Set exercise:
Set down the lines below word for word, everything from the line containing "neck -> outlines, every instance" down to the line containing "228), (207, 217)]", with both of those lines included.

Stored items from a collection:
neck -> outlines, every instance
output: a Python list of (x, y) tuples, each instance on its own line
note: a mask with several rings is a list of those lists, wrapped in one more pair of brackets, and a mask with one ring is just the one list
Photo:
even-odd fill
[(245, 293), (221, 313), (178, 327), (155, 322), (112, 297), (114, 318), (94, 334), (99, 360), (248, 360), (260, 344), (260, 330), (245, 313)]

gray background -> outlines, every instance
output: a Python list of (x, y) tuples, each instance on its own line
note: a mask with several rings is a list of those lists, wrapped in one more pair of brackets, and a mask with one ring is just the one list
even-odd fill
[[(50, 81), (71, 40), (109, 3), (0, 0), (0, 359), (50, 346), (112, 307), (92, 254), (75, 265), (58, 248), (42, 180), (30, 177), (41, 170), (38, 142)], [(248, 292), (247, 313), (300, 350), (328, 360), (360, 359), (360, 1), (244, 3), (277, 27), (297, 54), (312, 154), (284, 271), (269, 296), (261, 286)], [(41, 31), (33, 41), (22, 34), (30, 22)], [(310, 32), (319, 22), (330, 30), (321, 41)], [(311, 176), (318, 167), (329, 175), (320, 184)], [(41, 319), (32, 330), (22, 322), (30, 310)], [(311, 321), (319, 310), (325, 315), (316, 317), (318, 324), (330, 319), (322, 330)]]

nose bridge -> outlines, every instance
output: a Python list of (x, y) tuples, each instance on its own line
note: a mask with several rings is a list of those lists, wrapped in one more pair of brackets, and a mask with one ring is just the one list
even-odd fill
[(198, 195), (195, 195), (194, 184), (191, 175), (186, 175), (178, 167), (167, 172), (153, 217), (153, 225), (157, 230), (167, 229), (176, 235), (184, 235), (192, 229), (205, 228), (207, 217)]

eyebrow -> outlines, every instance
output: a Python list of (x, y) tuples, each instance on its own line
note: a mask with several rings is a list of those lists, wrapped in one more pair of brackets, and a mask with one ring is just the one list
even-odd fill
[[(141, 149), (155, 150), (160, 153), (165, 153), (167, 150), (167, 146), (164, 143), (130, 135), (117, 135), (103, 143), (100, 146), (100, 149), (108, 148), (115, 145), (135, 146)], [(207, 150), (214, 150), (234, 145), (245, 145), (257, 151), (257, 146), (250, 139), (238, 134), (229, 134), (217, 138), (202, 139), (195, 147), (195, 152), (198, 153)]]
==
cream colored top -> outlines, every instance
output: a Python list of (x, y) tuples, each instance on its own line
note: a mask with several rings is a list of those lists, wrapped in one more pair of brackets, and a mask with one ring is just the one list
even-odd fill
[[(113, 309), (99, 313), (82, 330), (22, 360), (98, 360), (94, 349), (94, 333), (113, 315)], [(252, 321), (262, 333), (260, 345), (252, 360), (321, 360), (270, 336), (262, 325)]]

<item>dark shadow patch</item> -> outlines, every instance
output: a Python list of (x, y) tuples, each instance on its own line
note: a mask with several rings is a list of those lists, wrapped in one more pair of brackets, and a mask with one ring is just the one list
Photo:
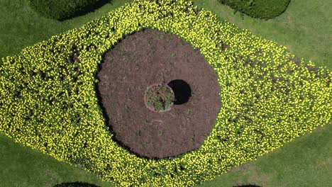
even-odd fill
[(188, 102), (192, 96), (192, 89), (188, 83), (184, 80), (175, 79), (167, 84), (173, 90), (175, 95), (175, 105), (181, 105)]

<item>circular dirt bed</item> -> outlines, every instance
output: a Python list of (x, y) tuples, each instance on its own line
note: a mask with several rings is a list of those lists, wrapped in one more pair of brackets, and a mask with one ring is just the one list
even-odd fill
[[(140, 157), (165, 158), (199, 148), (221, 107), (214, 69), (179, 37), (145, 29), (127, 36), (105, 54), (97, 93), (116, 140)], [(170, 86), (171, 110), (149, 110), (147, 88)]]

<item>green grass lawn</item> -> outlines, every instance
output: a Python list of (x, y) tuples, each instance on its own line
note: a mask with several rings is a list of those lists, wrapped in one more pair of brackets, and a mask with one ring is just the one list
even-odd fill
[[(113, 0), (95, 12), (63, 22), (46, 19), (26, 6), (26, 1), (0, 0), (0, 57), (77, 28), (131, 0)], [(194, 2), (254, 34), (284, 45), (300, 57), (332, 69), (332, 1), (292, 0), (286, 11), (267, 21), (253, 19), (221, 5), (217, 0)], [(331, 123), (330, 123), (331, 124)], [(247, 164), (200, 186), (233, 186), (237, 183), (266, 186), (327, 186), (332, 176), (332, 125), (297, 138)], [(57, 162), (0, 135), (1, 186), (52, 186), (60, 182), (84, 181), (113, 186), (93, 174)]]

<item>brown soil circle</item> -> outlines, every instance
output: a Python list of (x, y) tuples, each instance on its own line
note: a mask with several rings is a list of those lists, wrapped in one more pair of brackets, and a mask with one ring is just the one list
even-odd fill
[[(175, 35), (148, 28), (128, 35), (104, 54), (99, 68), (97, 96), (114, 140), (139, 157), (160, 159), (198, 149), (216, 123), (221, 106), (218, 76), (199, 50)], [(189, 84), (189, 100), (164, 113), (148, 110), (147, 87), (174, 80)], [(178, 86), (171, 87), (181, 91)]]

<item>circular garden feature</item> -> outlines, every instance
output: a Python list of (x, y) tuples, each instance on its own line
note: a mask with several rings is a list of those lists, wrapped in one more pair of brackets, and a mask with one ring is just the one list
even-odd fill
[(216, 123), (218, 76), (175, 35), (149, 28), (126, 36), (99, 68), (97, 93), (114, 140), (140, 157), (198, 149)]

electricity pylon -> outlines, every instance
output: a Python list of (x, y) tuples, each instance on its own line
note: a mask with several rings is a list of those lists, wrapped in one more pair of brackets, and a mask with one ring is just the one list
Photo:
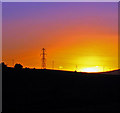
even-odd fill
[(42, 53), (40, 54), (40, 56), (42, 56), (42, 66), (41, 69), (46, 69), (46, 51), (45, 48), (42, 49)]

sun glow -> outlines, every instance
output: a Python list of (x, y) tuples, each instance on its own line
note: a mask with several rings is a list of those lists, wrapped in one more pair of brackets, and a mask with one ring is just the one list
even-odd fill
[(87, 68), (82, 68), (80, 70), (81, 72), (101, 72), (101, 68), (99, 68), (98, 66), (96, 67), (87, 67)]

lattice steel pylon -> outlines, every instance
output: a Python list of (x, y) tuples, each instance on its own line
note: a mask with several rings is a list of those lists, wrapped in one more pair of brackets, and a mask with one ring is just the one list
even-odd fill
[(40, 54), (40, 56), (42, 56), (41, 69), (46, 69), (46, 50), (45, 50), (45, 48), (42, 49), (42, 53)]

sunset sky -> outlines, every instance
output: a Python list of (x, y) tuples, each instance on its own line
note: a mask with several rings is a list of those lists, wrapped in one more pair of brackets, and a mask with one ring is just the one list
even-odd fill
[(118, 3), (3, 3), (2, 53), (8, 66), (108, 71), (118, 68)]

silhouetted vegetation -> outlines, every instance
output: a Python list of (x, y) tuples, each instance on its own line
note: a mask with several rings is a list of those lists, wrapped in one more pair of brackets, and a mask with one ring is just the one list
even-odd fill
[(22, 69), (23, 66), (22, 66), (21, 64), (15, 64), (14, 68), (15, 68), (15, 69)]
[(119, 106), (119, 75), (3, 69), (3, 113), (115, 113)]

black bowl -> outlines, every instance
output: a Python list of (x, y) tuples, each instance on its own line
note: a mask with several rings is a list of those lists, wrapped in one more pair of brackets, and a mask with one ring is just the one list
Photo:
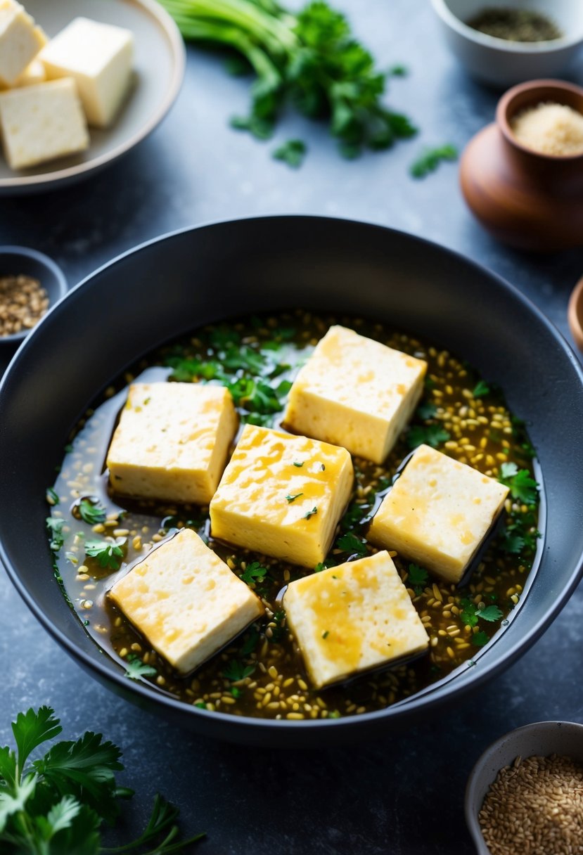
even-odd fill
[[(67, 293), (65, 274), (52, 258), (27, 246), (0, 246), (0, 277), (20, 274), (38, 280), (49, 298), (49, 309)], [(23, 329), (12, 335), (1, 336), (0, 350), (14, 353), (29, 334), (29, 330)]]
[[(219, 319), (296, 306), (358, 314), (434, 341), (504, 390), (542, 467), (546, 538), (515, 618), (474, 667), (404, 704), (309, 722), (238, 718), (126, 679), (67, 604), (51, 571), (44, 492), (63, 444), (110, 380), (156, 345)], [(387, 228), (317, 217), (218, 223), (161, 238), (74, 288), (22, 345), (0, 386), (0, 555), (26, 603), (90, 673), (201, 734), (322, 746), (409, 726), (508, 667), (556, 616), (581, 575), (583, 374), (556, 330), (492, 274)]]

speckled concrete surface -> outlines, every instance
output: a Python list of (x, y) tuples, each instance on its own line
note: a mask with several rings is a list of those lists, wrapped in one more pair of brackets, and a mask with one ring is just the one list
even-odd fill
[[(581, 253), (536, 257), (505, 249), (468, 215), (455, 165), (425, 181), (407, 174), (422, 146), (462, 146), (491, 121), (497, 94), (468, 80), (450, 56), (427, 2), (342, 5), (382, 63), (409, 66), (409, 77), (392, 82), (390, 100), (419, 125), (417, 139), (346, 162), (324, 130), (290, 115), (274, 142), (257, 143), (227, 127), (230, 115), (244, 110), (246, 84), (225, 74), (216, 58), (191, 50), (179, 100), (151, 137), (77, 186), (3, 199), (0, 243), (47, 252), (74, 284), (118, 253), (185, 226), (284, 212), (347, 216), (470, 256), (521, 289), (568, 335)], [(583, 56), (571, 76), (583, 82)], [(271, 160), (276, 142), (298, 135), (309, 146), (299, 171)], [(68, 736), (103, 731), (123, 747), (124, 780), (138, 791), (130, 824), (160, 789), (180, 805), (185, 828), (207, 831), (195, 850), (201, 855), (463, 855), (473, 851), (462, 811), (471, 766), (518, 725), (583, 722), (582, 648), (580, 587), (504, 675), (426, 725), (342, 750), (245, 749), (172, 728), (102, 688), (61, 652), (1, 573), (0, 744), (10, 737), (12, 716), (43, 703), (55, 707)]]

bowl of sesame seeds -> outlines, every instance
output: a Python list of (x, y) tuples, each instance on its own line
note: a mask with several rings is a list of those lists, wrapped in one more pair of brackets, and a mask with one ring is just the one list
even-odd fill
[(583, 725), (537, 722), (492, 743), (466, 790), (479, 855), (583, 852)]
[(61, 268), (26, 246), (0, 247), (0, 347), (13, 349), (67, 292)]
---
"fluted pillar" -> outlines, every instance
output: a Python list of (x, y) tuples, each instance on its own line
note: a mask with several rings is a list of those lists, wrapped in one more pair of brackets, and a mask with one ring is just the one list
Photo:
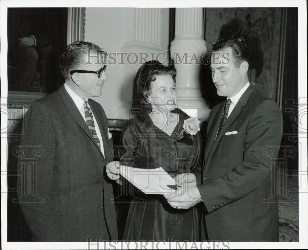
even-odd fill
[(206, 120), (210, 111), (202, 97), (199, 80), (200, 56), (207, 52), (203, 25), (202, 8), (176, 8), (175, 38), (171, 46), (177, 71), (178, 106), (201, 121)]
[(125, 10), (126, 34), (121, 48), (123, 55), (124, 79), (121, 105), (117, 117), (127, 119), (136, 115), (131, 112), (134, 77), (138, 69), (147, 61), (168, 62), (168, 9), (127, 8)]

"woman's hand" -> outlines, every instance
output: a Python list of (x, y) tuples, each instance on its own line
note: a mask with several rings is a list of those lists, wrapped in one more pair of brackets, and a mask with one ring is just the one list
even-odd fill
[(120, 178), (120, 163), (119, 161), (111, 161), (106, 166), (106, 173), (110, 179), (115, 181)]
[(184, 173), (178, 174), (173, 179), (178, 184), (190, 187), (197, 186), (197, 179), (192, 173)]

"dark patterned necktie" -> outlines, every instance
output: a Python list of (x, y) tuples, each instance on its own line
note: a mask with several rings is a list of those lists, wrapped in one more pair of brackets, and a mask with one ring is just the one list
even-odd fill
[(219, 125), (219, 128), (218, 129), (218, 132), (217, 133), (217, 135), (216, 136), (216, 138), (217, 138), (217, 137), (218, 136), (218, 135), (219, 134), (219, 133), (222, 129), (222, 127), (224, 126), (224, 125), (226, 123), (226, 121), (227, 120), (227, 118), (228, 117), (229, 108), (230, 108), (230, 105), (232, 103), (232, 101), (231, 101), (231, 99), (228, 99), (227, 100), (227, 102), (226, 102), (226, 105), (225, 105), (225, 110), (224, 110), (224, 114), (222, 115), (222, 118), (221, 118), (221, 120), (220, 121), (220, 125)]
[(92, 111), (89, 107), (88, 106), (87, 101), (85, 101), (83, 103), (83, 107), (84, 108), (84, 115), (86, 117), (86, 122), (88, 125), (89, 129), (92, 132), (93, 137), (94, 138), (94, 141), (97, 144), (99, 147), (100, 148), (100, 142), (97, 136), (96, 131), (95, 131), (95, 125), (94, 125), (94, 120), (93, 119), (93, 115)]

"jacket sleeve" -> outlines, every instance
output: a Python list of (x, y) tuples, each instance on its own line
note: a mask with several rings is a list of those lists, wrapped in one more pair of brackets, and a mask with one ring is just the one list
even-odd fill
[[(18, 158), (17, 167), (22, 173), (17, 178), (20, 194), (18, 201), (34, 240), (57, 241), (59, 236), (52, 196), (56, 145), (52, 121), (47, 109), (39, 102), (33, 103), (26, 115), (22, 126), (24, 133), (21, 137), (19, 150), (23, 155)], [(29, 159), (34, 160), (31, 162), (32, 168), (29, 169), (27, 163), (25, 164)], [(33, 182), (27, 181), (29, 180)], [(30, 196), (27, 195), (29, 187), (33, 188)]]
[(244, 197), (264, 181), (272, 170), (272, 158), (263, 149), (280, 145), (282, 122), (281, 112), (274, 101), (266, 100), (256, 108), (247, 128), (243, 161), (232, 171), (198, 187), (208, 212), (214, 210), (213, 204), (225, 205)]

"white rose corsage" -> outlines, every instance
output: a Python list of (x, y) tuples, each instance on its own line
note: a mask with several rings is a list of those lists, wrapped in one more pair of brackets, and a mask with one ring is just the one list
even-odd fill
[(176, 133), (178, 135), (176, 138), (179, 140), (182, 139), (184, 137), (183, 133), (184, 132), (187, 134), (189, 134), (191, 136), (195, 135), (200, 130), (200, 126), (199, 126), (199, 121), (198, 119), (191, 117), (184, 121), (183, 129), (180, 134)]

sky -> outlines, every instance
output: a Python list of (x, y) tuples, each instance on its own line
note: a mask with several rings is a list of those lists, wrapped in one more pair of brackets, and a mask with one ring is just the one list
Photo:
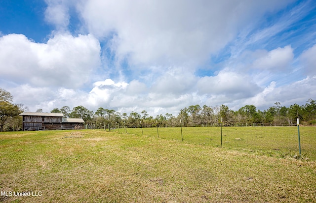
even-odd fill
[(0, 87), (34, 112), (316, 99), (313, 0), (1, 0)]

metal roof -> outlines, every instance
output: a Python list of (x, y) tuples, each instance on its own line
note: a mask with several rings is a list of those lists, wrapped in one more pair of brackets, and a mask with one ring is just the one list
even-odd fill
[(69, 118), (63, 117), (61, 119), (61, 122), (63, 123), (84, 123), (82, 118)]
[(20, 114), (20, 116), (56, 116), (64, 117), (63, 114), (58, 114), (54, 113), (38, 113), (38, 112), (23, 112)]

Response for this exercise:
neck -> outlines, every instance
output: a Python list of (x, y) tuples, each instance on its own line
note: a mask with several rings is a list of those lists, wrapped in one more pair of brackets, and a mask with one ring is just the one list
Photo:
even-odd fill
[(245, 293), (221, 313), (178, 327), (155, 322), (112, 297), (114, 318), (94, 334), (99, 360), (248, 360), (260, 344), (260, 330), (245, 313)]

gray background -> outlines, every instance
output: a Python list of (x, y) tuples, each instance on its own line
note: a mask with several rings is a list of those lists, wrapped in one more pair of brackets, and a mask with one ring is just the one list
even-odd fill
[[(50, 81), (71, 40), (109, 3), (0, 0), (0, 359), (50, 346), (112, 307), (92, 254), (75, 265), (58, 248), (42, 180), (30, 177), (41, 170), (38, 142)], [(248, 292), (247, 313), (300, 350), (328, 360), (360, 359), (360, 1), (244, 3), (277, 27), (297, 54), (312, 154), (284, 271), (269, 296), (261, 286)], [(41, 31), (33, 41), (22, 34), (30, 22)], [(310, 32), (319, 22), (330, 30), (321, 41)], [(311, 176), (318, 167), (329, 175), (320, 184)], [(41, 319), (32, 330), (22, 322), (30, 310)], [(311, 321), (319, 310), (325, 315), (316, 317), (318, 324), (330, 319), (322, 330)]]

nose bridge -> outlines, every instance
output: a Python list of (x, y) tuples, each instance on its own line
note: a mask with several rings is a list of those lists, wrapped in one more pair of brackets, and a mask with one ring is just the one list
even-odd fill
[(198, 195), (195, 195), (194, 184), (191, 175), (186, 175), (178, 167), (167, 172), (153, 217), (153, 225), (157, 230), (167, 229), (176, 235), (184, 235), (192, 229), (205, 228), (207, 217)]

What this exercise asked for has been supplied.